▸ **Document passage**:

Do you know what your customers see and do before they purchase from you?
They see your ads, interact with you on social media and explore your website before they buy. All these interactions—from the first ad impression to every “Please help” DM customers send—define your customer journey. To keep up with it all and better inform your social media marketing strategy, create a customer journey map as a blueprint to help you understand your customers at each stage.
Let’s explore what customer journey mapping is and how it helps your brand.
What is customer journey mapping?
A customer journey map is a visual representation of each point of interaction your customers have with your company. You can style the map like a flowchart, timeline, table or even on sticky notes.
Creating the map is a great internal exercise. Along the way, you might find pain points or touchpoints you didn’t know existed. A basic customer journey map includes the buying stages (and support touchpoints) a customer goes through.
More detailed maps include:
- actions your customers take
- good and bad emotions your customers experienced
- departments involved in customer touchpoints
- content types you serve your customers
- solutions to pain points
What is a customer touchpoint?
A touchpoint on the customer journey map is the point of interaction a customer has with your brand. It doesn’t need to be a two-way interaction. Seeing a social media ad, getting a branded newsletter and asking a friend for a product recommendation are all touchpoints.

▸ **Entries supplied**:
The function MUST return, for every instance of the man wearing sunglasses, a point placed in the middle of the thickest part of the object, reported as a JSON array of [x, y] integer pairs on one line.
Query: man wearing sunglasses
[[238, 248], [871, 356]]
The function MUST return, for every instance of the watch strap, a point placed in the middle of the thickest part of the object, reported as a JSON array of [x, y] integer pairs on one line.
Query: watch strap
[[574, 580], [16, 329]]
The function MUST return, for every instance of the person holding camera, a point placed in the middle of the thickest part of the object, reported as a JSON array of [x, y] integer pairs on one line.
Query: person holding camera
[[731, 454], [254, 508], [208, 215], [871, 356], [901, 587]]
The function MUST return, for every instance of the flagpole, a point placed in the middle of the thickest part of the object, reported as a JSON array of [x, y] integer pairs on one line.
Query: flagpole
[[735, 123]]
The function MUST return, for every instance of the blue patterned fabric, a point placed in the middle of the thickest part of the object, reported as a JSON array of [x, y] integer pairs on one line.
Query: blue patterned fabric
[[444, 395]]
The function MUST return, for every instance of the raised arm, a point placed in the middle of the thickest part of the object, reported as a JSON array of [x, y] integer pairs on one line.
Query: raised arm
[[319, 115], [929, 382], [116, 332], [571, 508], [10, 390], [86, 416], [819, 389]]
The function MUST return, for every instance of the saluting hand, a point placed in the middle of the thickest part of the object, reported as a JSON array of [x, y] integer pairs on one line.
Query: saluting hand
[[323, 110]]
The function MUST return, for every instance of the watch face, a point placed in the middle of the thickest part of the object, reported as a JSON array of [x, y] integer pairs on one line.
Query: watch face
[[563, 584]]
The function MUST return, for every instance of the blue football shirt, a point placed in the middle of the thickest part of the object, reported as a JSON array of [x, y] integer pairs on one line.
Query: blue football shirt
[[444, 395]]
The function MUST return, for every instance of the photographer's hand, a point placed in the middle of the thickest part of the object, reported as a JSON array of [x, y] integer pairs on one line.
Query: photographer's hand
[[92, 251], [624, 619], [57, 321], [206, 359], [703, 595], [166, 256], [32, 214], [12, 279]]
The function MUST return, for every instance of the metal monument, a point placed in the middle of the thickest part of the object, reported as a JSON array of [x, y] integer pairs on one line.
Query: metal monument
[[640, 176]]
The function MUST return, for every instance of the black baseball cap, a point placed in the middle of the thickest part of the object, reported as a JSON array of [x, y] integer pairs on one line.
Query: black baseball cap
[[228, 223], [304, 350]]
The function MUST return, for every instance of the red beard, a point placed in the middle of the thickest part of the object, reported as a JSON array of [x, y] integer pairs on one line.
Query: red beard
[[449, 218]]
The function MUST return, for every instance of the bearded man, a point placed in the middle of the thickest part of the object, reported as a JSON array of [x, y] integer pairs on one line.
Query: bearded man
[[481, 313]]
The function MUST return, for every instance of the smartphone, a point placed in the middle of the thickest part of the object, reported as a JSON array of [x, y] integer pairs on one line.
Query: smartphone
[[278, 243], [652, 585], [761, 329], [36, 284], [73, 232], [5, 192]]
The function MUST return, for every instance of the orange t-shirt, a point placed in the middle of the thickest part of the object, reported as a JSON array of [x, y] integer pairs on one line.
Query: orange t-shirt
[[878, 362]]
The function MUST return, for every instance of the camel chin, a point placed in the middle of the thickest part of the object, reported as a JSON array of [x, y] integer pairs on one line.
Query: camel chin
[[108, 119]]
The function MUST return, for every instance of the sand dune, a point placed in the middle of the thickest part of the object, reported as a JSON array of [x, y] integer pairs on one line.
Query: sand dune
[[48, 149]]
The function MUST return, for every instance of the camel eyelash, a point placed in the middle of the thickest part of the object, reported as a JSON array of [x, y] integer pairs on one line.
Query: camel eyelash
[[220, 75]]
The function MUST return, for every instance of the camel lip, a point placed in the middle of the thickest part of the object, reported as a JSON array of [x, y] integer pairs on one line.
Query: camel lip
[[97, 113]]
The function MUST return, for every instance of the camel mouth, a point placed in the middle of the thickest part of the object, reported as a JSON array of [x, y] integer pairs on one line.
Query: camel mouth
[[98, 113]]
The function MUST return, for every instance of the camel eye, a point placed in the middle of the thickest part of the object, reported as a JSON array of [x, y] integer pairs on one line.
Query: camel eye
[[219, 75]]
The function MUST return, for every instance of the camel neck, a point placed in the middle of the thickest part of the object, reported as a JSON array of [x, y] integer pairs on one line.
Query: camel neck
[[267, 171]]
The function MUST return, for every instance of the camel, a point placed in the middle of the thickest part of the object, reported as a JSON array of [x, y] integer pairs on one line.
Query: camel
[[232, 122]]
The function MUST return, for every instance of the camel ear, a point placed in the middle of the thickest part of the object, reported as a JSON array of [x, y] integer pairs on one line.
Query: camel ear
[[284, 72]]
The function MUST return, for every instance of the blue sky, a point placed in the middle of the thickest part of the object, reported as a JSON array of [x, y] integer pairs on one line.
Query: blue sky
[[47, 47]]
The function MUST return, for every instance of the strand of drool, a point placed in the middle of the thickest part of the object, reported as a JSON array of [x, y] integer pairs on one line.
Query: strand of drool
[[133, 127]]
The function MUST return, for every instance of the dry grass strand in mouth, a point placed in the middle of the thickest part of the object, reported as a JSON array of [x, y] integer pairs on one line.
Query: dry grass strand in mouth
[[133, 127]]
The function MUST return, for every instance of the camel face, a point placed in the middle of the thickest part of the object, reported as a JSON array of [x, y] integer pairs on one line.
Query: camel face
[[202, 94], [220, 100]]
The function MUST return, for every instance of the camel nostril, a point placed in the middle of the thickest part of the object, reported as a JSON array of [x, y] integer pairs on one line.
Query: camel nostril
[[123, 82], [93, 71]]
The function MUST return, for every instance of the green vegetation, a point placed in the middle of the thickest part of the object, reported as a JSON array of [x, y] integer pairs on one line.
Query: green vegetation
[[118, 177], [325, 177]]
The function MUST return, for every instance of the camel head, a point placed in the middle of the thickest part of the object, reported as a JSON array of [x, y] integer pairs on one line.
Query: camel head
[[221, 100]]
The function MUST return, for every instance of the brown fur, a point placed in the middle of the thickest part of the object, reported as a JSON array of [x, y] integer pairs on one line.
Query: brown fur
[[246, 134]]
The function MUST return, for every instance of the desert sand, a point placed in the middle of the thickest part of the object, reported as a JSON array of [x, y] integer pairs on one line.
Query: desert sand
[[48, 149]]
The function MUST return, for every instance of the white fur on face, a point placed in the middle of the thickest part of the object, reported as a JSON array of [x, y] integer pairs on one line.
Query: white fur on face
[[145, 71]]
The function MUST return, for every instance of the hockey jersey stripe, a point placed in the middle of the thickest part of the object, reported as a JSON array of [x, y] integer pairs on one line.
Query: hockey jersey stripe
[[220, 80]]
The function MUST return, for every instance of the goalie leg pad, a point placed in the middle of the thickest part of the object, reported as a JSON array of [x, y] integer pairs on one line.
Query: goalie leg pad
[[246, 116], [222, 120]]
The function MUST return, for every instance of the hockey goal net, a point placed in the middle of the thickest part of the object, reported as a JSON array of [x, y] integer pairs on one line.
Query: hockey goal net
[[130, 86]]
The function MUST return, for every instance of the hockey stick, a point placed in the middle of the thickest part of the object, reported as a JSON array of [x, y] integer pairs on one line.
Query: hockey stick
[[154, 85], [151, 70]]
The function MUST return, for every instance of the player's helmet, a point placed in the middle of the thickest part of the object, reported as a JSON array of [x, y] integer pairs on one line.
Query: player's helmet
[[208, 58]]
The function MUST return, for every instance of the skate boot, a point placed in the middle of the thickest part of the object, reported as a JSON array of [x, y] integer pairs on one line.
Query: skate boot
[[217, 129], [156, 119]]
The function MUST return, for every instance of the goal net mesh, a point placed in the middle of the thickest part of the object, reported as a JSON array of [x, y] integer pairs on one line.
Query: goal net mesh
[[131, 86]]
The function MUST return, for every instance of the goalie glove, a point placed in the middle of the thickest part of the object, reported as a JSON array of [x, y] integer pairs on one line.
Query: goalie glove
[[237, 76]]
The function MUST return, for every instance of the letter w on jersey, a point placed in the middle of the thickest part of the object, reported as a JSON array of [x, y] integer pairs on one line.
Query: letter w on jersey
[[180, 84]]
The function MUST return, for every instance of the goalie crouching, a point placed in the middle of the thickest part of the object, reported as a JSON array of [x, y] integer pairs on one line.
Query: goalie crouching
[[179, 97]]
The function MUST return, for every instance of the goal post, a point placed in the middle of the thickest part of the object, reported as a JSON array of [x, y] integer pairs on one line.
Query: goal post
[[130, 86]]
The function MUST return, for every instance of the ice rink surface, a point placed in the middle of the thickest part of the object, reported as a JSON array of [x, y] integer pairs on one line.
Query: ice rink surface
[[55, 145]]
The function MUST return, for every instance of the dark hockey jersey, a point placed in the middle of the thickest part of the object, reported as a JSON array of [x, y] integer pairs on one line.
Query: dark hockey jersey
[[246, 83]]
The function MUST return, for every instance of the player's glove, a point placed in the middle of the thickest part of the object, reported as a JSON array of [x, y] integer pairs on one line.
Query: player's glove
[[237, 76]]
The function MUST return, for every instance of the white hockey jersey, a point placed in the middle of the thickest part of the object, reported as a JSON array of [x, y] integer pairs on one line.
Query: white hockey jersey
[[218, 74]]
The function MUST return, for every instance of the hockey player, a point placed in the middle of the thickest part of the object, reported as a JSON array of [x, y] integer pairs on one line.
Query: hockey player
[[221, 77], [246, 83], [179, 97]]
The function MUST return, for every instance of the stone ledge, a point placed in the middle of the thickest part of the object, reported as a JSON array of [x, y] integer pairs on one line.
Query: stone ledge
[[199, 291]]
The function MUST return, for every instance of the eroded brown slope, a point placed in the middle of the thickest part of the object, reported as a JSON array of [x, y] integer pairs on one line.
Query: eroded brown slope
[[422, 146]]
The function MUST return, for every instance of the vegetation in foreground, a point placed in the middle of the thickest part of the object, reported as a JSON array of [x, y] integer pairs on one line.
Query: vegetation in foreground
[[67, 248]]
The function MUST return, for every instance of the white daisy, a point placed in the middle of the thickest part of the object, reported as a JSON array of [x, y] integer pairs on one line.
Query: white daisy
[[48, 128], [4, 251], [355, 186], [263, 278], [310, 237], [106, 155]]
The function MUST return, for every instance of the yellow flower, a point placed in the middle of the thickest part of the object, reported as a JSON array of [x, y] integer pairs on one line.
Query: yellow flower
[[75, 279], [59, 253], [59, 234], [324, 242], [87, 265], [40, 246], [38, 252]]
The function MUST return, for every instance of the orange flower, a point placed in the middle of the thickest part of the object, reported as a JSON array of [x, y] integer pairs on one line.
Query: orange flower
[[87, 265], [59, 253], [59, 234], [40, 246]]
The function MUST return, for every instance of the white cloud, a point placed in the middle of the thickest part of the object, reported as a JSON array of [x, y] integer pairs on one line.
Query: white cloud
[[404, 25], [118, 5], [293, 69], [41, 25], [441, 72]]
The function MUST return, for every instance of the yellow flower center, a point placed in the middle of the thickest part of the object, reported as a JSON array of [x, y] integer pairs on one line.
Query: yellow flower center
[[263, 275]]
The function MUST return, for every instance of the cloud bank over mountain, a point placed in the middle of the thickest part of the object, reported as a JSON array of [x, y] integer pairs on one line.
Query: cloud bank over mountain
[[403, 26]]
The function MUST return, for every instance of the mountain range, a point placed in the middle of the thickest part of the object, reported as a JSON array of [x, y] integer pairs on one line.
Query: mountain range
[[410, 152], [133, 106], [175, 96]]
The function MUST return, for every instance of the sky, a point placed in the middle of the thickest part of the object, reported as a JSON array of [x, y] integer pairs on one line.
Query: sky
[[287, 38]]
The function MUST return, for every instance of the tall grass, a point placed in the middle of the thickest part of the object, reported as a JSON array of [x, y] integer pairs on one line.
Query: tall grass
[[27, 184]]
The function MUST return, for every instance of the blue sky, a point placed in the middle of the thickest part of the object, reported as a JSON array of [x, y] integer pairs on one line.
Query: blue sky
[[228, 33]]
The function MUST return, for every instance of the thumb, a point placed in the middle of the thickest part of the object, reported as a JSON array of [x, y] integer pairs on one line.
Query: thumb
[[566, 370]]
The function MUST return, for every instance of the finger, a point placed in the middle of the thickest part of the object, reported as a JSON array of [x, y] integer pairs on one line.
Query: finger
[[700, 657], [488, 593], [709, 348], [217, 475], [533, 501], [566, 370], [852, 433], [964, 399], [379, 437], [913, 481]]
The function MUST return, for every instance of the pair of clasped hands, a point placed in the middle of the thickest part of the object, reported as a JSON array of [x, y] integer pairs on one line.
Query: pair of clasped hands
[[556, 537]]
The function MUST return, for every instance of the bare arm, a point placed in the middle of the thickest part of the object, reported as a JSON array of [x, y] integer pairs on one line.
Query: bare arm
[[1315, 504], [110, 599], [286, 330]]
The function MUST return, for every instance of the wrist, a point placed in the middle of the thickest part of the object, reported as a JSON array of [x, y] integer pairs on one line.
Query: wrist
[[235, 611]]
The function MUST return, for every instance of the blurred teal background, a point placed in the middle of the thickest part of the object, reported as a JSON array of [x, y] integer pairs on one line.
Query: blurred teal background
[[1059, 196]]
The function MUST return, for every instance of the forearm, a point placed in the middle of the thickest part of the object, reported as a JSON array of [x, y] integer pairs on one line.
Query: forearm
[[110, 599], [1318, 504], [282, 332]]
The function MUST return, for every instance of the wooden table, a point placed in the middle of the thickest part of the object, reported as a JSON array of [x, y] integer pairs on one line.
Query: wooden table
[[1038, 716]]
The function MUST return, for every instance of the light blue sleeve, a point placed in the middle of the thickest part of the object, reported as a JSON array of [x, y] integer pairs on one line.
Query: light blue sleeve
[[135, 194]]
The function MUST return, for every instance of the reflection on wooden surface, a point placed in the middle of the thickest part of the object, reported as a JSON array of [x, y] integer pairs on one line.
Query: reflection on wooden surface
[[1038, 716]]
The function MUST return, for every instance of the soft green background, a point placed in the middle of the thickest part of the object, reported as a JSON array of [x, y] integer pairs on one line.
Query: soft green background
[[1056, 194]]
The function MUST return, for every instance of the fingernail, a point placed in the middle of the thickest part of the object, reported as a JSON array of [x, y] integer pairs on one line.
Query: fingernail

▸ **Prompt 1**: Translate this sentence from the customer journey mapping passage into Spanish: "A customer journey map is a visual representation of each point of interaction your customers have with your company."
▸ **Prompt 2**: Reproduce the customer journey mapping passage word for word, starting with "More detailed maps" and going on through "a customer touchpoint?".
▸ **Prompt 3**: Summarize the customer journey mapping passage in three sentences.

▸ **Correct answer 1**: Un mapa del recorrido del cliente es una representación visual de cada punto de interacción que sus clientes tienen con su empresa.

▸ **Correct answer 2**:
More detailed maps include:
- actions your customers take
- good and bad emotions your customers experienced
- departments involved in customer touchpoints
- content types you serve your customers
- solutions to pain points
What is a customer touchpoint?

▸ **Correct answer 3**: A customer journey map is a visual representation of each point where customers interact with a company, and it can be styled as a flowchart, timeline, table or sticky notes. A basic map covers the buying stages and support touchpoints, while more detailed maps also include customer actions, emotions, departments involved, content types and solutions to pain points. A touchpoint is any point of interaction a customer has with a brand, and it does not need to be a two-way interaction.